-- start Excerpt provided --

UNITED STATES

SECURITIES AND EXCHANGE COMMISSION

Washington, D.C. 20549

 

FORM 8-K

 

CURRENT REPORT
Pursuant to Section 13 or 15(d) of the Securities Exchange Act of 1934

 

Date of Report (Date of earliest event reported): March 12, 2019

 

Gaming Partners International Corporation

(Exact name of registrant as specified in its charter)

 

Nevada
(State or other jurisdiction of Incorporation)

 

0-23588  88-0310433
(Commission File Number)  (IRS Employer Identification No.)

 

3945 West Cheyenne Avenue, Suite 208, North Las Vegas, Nevada  89032
(Address of principal executive offices)  (Zip Code)

 

Registrant’s telephone number, including area code: (702) 384-2425

 

Not Applicable

(Former name or former address, if changed since last report.)

 

Check the appropriate box below if the Form 8-K filing is intended to simultaneously satisfy the filing obligation of the registrant under any of the following provisions (see General Instruction A.2. below):

 

¨Written communications pursuant to Rule 425 under the Securities Act (17 CFR 230.425)

 

¨Soliciting material pursuant to Rule 14a-12 under the Exchange Act (17 CFR 240.14a-12)

 

¨Pre-commencement communications pursuant to Rule 14d-2(b) under the Exchange Act (17 CFR 240.14d-2(b))

 

¨Pre-commencement communications pursuant to Rule 13e-4(c) under the Exchange Act (17 CFR 240.13e-4(c))

-- end Excerpt provided --
-- start Supplied material --

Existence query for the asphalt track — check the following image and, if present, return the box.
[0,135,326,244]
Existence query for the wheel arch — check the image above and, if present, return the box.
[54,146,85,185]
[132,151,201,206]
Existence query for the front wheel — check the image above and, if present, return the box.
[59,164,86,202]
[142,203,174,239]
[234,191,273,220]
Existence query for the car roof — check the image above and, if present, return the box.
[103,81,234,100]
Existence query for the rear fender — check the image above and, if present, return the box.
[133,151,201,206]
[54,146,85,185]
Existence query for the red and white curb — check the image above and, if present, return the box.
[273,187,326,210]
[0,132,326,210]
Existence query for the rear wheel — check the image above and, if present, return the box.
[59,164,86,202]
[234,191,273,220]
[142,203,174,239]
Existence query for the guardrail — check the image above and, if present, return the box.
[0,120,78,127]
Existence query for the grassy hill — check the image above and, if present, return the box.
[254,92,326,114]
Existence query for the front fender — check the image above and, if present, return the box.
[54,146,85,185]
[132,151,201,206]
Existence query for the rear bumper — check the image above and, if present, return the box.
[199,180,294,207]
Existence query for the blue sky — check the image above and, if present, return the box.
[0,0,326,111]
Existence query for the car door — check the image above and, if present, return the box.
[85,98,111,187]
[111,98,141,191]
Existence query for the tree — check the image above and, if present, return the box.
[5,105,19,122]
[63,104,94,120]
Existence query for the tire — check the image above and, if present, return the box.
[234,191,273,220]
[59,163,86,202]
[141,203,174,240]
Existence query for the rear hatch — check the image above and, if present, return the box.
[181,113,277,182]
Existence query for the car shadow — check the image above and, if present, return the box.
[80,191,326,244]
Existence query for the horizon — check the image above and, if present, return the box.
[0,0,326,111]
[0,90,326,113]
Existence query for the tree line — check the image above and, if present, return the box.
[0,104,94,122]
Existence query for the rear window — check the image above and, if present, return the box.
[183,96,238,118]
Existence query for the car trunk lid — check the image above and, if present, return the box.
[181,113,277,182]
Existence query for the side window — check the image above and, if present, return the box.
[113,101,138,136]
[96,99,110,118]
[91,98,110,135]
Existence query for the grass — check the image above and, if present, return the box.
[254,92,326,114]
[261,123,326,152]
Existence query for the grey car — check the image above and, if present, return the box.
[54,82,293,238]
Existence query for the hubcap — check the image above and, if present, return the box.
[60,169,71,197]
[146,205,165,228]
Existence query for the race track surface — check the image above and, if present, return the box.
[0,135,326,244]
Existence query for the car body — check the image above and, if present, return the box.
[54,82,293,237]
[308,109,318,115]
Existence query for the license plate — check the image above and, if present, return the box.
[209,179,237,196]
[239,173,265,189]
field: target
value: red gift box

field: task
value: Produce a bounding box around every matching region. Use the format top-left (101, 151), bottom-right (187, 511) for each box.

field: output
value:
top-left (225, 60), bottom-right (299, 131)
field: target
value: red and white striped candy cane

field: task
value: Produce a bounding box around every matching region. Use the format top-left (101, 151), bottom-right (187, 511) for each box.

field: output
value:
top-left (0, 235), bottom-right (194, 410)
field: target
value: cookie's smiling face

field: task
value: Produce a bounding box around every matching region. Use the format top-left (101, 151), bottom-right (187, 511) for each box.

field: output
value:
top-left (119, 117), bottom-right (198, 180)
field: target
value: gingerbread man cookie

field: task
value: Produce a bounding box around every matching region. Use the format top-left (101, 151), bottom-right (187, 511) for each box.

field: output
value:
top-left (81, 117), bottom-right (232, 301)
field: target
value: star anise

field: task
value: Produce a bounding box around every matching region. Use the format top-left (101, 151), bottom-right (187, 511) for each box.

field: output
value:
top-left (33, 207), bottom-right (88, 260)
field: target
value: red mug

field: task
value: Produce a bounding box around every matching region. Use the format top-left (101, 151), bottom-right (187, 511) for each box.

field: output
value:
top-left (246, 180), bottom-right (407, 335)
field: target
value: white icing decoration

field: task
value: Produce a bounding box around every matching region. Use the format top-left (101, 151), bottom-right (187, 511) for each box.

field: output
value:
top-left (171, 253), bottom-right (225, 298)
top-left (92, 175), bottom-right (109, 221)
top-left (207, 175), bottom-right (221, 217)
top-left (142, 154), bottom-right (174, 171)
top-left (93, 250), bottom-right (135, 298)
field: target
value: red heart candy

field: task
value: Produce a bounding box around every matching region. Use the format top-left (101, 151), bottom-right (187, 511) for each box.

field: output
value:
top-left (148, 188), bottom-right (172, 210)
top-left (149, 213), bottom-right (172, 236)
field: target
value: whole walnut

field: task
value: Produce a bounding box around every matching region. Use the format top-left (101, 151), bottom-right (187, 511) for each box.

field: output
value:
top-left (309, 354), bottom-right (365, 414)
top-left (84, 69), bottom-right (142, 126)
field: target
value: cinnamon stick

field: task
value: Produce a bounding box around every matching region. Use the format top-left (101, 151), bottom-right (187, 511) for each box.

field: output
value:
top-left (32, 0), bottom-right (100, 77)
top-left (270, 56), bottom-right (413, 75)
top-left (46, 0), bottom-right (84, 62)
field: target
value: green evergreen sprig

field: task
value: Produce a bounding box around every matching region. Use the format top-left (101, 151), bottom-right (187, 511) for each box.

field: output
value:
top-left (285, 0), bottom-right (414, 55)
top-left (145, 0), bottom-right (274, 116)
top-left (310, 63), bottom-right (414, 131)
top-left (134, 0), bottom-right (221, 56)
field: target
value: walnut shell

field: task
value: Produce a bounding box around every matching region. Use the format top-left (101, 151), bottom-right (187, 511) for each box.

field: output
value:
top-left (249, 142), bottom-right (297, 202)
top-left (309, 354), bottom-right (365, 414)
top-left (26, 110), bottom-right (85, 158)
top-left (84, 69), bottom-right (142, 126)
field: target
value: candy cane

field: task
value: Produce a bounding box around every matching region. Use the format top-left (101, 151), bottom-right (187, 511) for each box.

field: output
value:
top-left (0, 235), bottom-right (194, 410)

-- end Supplied material --

Exercise aim – Copy the Form 8-K cover page between "(Exact name of" and "Employer Identification No.)", inclusive, and substitute "articles of incorporation" for "charter".

Exercise response –
(Exact name of registrant as specified in its articles of incorporation)

 

Nevada
(State or other jurisdiction of Incorporation)

 

0-23588  88-0310433
(Commission File Number)  (IRS Employer Identification No.)